• What you will do: Which lines in the records below contain the string "seal", with letter case matching? List each of those lines in full.

• Given data:
____
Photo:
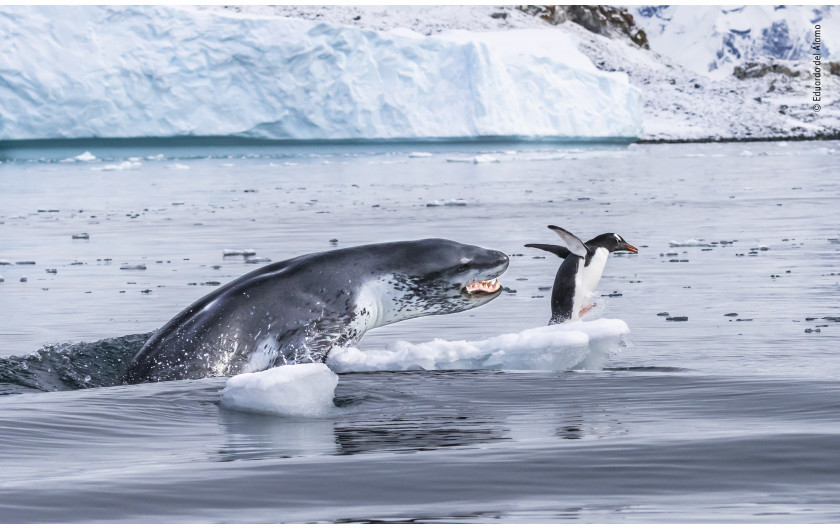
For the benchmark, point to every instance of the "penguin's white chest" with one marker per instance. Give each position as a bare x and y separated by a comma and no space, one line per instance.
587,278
____
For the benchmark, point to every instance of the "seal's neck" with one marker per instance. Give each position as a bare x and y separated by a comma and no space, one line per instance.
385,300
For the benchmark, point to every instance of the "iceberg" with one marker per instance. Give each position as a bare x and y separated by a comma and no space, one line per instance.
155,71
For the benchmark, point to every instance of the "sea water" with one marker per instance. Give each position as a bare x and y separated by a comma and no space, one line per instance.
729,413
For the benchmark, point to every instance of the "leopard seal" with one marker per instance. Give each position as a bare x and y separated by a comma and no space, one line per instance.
____
• Expected output:
For the benchmark, point to every instance of the "seal's neck" with one marker per instance. Give each position as a bare x and y separated by a comma and no space, one line per instance.
For the benchmark, point to every instance of the "leopard seal" with one marker per instance. Give each position as a bare x and y separated by a comma and no space, one line per instance.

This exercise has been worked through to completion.